** Source text follows **

Pipeline Commands
The following subcommands are built into the container image and available via
skimindex <command>. For global options, runtime detection, and bind-mount
configuration see Entry Point.
All pipeline commands share a common set of flags inherited from the
SkimCommand base class:
| Flag | Description |
|---|---|
--list |
Print available sections (datasets or divisions) as CSV and exit. |
--dry-run |
Show what would be done without executing anything. |
--help |
Show command help and exit. |
download — Download raw data
Download GenBank flat-file releases and NCBI reference genome assemblies.
skimindex download # download everything
skimindex download genbank [options] # GenBank flat-files only
skimindex download ncbi [options] # NCBI genome assemblies only
download genbank
Downloads GenBank flat-file divisions declared in [source.genbank].

** End of Source text **
** Source information follows **

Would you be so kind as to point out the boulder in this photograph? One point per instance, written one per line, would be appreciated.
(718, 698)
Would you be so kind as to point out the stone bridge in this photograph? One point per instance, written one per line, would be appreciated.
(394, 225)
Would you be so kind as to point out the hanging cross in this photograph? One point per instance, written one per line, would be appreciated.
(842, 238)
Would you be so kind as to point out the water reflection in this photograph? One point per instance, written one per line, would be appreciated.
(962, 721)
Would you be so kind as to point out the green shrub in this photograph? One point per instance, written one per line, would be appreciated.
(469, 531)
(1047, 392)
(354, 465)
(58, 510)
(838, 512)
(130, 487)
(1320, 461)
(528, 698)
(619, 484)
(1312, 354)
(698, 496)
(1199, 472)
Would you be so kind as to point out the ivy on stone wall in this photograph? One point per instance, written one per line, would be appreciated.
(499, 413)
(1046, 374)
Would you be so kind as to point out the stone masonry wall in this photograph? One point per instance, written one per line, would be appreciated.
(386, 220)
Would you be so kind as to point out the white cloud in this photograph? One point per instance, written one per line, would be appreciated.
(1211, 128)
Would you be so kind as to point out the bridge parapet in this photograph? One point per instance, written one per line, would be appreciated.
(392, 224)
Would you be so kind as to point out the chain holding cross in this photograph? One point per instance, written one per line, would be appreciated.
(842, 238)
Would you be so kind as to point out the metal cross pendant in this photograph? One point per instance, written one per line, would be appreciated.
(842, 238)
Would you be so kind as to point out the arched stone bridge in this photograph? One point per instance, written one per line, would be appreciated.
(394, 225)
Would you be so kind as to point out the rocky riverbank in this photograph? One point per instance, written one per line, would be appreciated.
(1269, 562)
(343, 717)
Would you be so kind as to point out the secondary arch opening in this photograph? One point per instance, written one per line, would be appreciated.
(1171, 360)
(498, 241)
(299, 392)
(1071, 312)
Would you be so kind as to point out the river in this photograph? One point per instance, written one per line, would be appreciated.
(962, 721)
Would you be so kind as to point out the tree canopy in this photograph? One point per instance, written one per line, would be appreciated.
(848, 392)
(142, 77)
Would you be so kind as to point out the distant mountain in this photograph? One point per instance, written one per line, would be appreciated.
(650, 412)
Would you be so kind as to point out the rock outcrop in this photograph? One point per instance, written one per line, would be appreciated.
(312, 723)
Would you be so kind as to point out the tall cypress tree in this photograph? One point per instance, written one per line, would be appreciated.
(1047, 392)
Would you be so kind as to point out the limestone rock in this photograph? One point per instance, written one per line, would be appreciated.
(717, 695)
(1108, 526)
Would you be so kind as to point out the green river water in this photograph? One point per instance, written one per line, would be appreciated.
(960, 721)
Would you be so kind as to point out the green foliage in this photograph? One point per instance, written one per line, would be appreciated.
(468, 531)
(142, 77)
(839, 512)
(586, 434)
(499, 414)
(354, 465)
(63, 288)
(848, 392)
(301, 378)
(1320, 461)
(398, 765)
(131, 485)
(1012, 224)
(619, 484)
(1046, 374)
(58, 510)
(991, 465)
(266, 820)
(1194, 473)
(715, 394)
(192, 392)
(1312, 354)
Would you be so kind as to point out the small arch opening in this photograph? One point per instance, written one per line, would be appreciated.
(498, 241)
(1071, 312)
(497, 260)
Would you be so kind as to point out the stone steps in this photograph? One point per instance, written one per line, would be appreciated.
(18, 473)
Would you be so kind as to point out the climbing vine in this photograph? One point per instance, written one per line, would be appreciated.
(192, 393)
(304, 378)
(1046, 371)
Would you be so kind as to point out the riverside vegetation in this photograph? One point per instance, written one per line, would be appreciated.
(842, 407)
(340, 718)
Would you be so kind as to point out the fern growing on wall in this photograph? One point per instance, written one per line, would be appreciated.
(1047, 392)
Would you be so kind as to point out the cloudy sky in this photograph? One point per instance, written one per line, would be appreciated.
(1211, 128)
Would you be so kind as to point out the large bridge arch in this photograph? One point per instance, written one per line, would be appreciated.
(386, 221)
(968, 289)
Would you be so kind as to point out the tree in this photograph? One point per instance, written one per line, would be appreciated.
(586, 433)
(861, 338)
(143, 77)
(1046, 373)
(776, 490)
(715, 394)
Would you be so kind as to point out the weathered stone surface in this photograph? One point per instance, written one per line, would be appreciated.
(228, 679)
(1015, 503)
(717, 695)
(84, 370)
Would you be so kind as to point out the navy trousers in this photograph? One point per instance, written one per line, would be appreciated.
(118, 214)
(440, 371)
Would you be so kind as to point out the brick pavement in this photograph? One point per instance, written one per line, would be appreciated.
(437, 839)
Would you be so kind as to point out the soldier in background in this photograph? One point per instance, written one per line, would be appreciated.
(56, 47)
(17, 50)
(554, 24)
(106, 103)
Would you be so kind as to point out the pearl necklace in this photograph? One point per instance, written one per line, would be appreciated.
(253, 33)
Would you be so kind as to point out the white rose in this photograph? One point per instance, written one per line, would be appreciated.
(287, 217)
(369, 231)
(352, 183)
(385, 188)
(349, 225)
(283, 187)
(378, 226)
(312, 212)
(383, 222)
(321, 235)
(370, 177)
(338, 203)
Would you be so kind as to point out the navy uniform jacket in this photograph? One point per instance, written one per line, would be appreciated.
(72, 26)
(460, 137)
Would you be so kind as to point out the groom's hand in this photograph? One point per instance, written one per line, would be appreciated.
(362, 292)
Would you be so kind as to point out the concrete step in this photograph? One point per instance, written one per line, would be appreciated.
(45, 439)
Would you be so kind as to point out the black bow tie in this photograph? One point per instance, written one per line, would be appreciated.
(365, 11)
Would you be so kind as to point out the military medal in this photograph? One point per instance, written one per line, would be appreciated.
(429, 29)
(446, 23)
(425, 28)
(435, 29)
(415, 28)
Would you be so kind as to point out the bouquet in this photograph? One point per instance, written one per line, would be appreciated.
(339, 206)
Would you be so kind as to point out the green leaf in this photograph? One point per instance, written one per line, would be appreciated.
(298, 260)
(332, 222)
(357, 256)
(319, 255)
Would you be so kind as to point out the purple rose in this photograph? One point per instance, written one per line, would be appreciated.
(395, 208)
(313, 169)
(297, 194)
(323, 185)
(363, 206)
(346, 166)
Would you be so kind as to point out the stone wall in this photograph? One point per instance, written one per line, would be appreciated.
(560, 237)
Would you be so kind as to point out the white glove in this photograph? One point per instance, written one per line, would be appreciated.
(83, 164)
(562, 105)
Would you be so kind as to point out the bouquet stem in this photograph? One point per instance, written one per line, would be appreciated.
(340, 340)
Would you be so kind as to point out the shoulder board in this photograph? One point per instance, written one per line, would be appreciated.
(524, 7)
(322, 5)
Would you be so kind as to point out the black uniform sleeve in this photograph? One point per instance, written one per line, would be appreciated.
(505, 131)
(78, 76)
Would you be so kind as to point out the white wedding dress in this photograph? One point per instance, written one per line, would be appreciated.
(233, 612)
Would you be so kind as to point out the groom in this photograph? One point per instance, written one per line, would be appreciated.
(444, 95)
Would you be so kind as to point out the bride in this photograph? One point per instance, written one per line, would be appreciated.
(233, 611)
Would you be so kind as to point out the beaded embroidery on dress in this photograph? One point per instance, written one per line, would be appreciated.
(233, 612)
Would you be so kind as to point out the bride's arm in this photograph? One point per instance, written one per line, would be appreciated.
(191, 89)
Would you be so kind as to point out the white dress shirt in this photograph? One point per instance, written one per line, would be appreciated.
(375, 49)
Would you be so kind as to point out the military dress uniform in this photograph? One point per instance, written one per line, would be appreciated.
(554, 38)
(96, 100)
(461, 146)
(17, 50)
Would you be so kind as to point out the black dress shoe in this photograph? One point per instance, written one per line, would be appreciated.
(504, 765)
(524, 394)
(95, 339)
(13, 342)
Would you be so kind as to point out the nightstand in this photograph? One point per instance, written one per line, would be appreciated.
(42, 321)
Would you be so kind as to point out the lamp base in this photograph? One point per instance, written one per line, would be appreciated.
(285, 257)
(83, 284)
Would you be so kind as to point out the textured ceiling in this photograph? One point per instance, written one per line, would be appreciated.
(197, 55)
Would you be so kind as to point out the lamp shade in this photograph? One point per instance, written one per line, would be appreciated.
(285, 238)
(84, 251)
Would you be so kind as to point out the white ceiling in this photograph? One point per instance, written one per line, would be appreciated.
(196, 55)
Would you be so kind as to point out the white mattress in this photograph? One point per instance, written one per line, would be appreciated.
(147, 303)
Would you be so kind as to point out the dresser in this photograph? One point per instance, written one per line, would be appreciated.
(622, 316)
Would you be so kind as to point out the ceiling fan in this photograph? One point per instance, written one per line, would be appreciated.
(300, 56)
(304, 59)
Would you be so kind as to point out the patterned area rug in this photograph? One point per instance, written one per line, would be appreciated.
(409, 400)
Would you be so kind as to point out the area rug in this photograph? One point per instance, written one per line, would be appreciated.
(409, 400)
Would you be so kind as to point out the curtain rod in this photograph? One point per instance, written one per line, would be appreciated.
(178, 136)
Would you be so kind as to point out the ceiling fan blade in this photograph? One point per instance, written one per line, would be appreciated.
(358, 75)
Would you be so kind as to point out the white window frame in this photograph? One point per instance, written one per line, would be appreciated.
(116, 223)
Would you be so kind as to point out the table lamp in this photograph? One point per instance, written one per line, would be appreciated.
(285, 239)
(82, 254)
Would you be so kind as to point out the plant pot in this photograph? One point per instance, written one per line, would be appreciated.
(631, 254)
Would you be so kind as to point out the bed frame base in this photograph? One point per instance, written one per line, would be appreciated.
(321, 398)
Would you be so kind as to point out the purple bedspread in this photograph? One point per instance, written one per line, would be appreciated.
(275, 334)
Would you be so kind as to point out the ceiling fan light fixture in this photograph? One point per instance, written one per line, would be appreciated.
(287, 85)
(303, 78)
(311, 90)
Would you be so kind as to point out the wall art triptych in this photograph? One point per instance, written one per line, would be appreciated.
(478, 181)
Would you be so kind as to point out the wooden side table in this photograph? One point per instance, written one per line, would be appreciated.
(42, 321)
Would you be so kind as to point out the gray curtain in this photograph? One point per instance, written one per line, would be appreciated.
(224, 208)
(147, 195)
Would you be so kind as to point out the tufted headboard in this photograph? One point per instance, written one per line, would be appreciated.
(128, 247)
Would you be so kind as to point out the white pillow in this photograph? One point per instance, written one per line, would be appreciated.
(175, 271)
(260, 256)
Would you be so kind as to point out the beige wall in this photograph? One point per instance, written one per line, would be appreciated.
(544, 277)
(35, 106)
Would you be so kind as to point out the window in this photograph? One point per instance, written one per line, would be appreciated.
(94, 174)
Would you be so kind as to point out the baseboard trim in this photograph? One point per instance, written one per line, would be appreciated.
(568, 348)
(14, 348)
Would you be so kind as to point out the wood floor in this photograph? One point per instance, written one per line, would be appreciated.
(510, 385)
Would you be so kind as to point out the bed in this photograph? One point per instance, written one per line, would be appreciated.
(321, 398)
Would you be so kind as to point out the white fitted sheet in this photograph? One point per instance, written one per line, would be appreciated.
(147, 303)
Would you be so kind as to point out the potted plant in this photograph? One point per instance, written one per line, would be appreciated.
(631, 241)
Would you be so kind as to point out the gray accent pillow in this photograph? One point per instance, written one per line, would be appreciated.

** End of Source information **

### Task instructions:
Copy the part of the pipeline commands text between "skimindex download #" and "declared in [source.genbank].", inclusive.

### Solved exercise:
skimindex download # download everything
skimindex download genbank [options] # GenBank flat-files only
skimindex download ncbi [options] # NCBI genome assemblies only
download genbank
Downloads GenBank flat-file divisions declared in [source.genbank].